● **YOUR GOAL**
Transcribe all the entries word for word, but omit the images.

══════

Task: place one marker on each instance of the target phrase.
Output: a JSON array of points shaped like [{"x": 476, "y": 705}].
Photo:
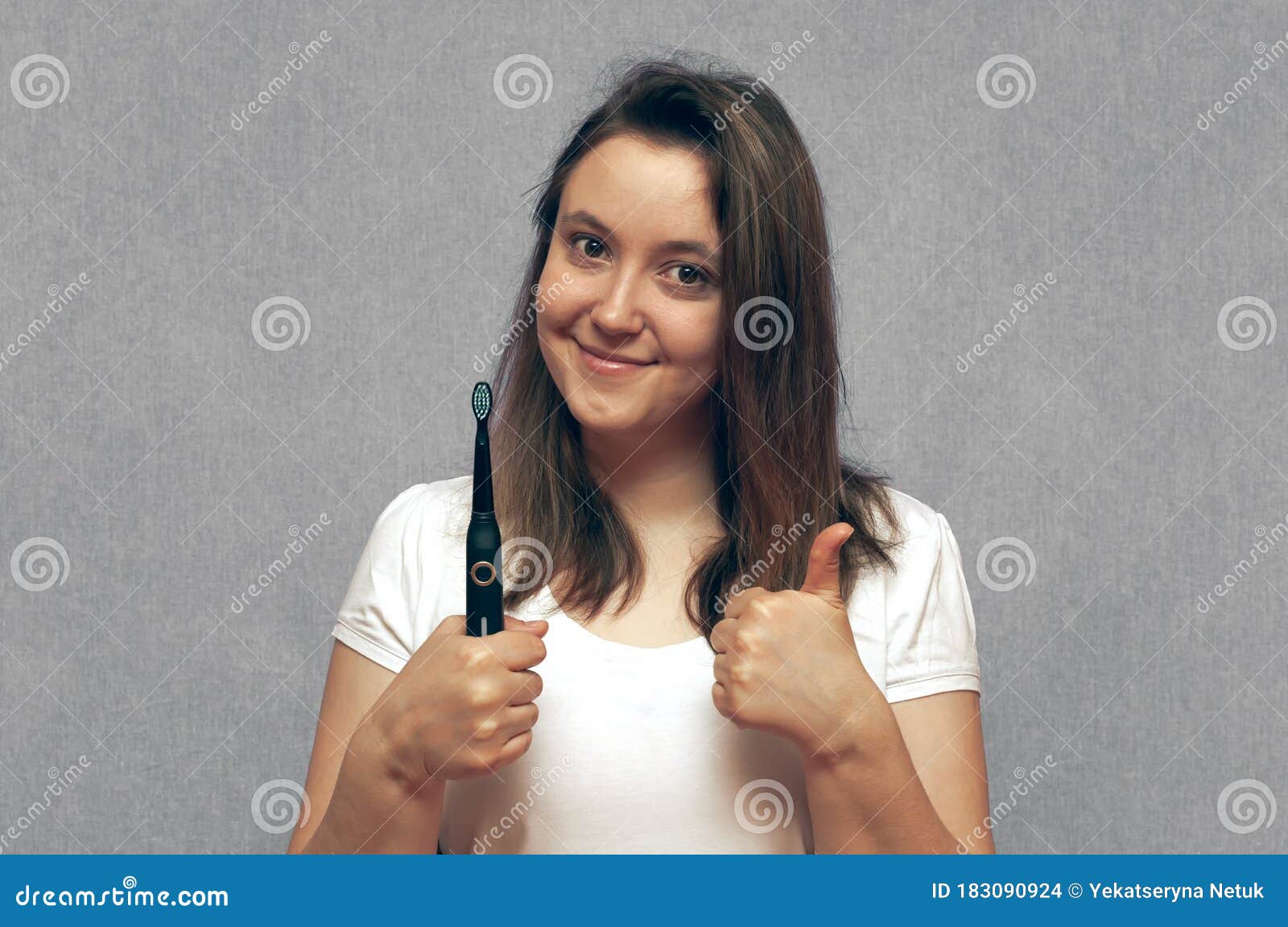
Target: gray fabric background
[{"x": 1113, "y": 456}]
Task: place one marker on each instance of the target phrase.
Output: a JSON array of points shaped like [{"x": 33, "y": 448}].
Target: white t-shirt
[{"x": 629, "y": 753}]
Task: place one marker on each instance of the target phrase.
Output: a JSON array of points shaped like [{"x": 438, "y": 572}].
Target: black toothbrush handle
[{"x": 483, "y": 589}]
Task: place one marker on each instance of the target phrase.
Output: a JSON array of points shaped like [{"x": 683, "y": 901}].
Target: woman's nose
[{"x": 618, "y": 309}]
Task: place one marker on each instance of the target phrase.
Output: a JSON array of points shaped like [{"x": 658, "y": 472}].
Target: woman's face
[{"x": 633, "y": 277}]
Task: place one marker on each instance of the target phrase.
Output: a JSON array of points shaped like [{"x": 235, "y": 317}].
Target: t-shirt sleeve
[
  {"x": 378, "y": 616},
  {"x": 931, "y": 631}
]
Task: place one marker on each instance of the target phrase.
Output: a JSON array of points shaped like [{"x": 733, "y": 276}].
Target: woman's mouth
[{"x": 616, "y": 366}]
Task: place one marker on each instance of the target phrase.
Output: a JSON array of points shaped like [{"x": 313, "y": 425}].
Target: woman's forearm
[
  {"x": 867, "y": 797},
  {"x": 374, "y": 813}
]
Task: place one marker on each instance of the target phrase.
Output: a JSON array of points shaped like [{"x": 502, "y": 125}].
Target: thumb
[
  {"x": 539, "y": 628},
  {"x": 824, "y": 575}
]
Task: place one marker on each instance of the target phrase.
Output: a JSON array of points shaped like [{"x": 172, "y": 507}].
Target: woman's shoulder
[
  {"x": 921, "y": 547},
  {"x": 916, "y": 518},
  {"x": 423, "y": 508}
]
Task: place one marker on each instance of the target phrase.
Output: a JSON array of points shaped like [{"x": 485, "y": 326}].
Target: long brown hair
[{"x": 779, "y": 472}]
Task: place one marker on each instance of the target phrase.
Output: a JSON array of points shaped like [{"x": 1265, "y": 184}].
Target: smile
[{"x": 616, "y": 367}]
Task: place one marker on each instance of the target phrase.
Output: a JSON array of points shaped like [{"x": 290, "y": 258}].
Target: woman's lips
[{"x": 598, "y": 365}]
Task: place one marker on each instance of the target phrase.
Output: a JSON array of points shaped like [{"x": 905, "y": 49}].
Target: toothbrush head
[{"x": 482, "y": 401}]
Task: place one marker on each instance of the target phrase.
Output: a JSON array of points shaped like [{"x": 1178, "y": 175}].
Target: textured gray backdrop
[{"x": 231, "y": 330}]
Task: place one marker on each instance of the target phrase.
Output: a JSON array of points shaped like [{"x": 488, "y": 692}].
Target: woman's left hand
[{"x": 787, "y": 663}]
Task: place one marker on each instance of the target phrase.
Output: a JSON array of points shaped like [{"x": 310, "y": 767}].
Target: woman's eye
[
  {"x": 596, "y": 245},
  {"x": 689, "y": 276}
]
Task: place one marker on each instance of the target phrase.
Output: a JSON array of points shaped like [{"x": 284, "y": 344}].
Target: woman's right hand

══════

● **TASK SOLUTION**
Task: place one marker on each instance of the target phrase.
Output: a JSON array of points shaped like [{"x": 476, "y": 705}].
Photo:
Target: gray fabric background
[{"x": 1113, "y": 456}]
Task: place one marker on each instance of the target phrase.
Output: a JSON array of points shaped like [{"x": 33, "y": 448}].
Target: white t-shirt
[{"x": 629, "y": 753}]
Task: place one marker on each instance of the target phrase.
Output: a JSON array of points shaped like [{"x": 438, "y": 572}].
Target: black toothbrush handle
[{"x": 483, "y": 589}]
Task: place one marker on each instance of the target phrase.
Output: a JSON array of points shaped like [{"x": 683, "y": 901}].
Target: woman's nose
[{"x": 618, "y": 309}]
Task: place one marker on each instance of the target phrase.
Output: a JSON array of points shaped like [{"x": 658, "y": 472}].
Target: woman's face
[{"x": 633, "y": 277}]
Task: place one marker on each instance of the target phrase.
Output: a JSON array of points shaped like [{"x": 235, "y": 317}].
Target: t-shirt sleeve
[
  {"x": 378, "y": 616},
  {"x": 931, "y": 631}
]
Task: place one marker on each instance of the target phrase.
Output: a JSON array of points shaped like [{"x": 733, "y": 276}].
Target: woman's mouth
[{"x": 616, "y": 366}]
Task: place one marker on each instance of the target phrase.
Output: a JSON array of points shaped like [{"x": 313, "y": 425}].
Target: woman's forearm
[
  {"x": 867, "y": 797},
  {"x": 374, "y": 813}
]
Task: place one marker on each instance of the target phrase.
Output: a JSON array of points shaped like [{"x": 502, "y": 125}].
Target: thumb
[
  {"x": 539, "y": 628},
  {"x": 824, "y": 575}
]
Task: place one marker on each instance of the target phrase.
Output: a JSON array of points shaped like [{"x": 172, "y": 507}].
Target: woman's shoulder
[
  {"x": 921, "y": 547},
  {"x": 916, "y": 518},
  {"x": 423, "y": 508}
]
Task: place one marker on each instance of the target phrase.
Output: a JSON array of points shaped like [{"x": 485, "y": 326}].
Target: long brown hair
[{"x": 779, "y": 472}]
Task: place one marker on each instance of the target phrase.
Output: a JSON array of points shaped like [{"x": 1265, "y": 184}].
Target: smile
[{"x": 616, "y": 367}]
Task: place one marker on each instance of the target phrase.
Output: a JSON array of points shaped like [{"x": 290, "y": 258}].
Target: woman's lips
[{"x": 598, "y": 365}]
Task: place one marker on each instance of the target phrase.
Output: a JSON array of points shaped like [{"x": 905, "y": 49}].
Target: toothbrush head
[{"x": 482, "y": 401}]
Task: place one marker on each instance of the target phrase.
Output: a JSON array of points shaped like [{"x": 1178, "y": 175}].
Target: textured gray backdrop
[{"x": 231, "y": 330}]
Task: place one marker on each instance of the target phrase.
Output: a JSON array of points shaped like [{"x": 488, "y": 692}].
Target: woman's left hand
[{"x": 787, "y": 663}]
Task: place one marker on each instance of the target phrase.
Output: a JSON array of points shaped like [{"x": 310, "y": 767}].
Target: woman's eye
[
  {"x": 596, "y": 245},
  {"x": 689, "y": 276}
]
Task: place one marker on each instance of the target phrase.
Output: a JSON array of points shaped like [{"x": 284, "y": 344}].
Target: woman's right hand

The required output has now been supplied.